WHAT IS NEEDED: Lay out the part of the listing below, from the line containing "like point(333, 12)." through the end of the listing with both ends included, as a Markdown table with the columns Row and Entry, one line per row and blank lines omitted.

Coordinate annotation records:
_____

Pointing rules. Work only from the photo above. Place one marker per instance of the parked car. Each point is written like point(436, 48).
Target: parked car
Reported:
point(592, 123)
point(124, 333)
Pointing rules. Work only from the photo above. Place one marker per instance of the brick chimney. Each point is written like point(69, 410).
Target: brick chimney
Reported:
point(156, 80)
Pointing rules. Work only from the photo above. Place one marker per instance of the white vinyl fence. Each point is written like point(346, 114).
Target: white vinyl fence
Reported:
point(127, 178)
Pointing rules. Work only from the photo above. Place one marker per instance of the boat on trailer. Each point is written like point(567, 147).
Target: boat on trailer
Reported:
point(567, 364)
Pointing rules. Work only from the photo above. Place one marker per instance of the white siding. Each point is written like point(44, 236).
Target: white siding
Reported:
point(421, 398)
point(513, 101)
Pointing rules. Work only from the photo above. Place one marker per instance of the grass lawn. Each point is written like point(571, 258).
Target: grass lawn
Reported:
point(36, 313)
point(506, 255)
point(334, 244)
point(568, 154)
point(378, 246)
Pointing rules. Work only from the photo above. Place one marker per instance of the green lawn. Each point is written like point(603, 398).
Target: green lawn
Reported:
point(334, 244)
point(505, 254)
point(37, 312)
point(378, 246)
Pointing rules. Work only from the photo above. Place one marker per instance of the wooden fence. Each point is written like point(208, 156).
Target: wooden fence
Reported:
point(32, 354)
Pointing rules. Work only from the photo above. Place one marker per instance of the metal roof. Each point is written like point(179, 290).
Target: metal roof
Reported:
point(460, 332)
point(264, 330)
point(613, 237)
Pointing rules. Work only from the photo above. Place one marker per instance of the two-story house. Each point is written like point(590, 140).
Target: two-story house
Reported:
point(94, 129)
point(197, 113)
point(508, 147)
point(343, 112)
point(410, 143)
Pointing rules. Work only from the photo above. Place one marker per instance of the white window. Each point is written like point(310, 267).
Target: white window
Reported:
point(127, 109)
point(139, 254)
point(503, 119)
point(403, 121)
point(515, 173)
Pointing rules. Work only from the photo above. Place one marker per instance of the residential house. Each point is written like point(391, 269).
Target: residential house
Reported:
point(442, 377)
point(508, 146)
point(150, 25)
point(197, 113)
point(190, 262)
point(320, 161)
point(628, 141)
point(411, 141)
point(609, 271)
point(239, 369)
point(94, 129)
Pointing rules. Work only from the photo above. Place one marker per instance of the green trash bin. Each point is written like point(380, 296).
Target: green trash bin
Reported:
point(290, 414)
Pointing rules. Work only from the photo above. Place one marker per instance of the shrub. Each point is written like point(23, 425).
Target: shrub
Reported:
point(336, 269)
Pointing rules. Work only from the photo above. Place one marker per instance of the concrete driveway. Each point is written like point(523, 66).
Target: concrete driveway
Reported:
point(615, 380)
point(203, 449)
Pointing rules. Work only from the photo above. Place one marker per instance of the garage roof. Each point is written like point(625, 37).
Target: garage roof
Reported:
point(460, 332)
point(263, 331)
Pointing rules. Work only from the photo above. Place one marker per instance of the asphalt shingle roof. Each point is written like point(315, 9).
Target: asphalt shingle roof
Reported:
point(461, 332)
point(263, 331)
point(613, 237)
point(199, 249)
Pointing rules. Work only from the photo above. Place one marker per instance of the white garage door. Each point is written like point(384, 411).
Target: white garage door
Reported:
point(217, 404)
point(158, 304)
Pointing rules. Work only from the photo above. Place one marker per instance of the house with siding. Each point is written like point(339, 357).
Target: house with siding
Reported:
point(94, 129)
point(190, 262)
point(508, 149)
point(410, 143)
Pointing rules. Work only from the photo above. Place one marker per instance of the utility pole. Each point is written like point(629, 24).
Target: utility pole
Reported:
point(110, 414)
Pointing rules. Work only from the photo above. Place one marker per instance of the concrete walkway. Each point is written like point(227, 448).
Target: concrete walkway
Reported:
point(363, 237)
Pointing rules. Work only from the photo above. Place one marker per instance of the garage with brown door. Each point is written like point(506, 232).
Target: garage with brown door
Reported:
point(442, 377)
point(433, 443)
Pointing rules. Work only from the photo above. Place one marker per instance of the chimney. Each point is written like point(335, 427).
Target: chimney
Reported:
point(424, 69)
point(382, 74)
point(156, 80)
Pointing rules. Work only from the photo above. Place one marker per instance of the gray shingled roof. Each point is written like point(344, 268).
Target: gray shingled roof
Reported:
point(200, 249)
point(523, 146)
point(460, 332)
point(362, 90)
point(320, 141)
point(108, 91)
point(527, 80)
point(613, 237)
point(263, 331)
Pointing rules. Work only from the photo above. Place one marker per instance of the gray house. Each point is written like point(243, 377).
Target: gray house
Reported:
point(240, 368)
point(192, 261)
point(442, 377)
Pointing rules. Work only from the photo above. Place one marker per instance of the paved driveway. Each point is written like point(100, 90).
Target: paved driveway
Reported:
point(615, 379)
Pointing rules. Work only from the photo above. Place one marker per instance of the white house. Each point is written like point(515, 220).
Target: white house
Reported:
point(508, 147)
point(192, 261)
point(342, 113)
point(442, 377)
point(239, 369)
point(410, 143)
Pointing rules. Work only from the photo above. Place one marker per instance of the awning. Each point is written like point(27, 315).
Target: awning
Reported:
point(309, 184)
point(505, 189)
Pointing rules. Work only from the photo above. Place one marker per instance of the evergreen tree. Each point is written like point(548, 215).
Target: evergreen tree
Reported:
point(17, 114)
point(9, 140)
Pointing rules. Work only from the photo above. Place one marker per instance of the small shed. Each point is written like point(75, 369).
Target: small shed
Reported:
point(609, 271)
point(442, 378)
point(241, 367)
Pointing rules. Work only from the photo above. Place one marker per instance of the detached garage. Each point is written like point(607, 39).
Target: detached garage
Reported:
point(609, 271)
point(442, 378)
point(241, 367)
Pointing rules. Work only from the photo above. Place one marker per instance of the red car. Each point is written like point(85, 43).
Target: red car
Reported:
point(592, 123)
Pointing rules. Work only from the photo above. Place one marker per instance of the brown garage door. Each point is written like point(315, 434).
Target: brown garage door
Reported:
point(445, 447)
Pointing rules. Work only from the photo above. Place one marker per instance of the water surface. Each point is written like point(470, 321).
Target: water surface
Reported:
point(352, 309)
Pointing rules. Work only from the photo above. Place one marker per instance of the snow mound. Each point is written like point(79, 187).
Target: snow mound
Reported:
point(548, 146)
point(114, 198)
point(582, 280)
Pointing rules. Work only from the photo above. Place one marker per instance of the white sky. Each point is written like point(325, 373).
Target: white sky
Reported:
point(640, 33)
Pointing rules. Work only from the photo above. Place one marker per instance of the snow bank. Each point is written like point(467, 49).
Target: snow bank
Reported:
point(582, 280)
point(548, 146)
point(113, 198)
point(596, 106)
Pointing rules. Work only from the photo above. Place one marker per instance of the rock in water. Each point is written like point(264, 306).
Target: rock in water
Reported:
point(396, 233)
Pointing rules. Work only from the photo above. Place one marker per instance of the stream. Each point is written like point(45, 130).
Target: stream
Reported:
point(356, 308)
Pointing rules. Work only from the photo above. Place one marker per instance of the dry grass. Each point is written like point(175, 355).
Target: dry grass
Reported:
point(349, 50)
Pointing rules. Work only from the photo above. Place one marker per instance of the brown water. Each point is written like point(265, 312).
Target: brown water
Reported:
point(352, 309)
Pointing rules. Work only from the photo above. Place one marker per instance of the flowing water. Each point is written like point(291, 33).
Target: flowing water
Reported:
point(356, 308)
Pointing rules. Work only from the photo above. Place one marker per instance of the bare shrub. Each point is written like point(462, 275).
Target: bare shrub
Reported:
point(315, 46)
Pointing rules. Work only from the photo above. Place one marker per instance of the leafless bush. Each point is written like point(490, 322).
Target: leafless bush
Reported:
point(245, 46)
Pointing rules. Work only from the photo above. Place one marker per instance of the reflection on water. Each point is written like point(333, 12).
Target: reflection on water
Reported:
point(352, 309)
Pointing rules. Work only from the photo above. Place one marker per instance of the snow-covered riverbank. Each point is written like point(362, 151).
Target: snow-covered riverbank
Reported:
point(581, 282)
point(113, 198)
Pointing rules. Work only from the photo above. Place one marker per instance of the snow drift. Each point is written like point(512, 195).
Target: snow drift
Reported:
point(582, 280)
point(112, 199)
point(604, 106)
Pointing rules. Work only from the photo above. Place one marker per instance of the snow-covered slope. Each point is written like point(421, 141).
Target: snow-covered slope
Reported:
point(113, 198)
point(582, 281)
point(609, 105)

_____

PROBLEM SOLUTION:
| Row | Entry |
|---|---|
| 1 | Pointing rules. Work only from the photo above. Place one marker per instance of the reflection on water. Each point is written like point(333, 12). |
| 2 | Target: reflection on water |
| 3 | Reported: |
| 4 | point(352, 309) |
| 5 | Pointing rules. Work only from the photo above. Place one marker per instance of the snow-covered riverbank. Each point is written like point(362, 151). |
| 6 | Target: snow-covered riverbank |
| 7 | Reported: |
| 8 | point(581, 282) |
| 9 | point(113, 198) |
| 10 | Pointing rules. Work only from the photo above. Place one marker per instance of the snow drift. Each point is written like point(512, 195). |
| 11 | Target: snow drift |
| 12 | Reported: |
| 13 | point(582, 280) |
| 14 | point(112, 199) |
| 15 | point(604, 106) |
| 16 | Pointing rules. Work only from the photo above. Place one marker per instance of the snow-covered slope. Each point is written like point(421, 141). |
| 17 | Target: snow-covered slope |
| 18 | Reported: |
| 19 | point(113, 198) |
| 20 | point(582, 281) |
| 21 | point(609, 105) |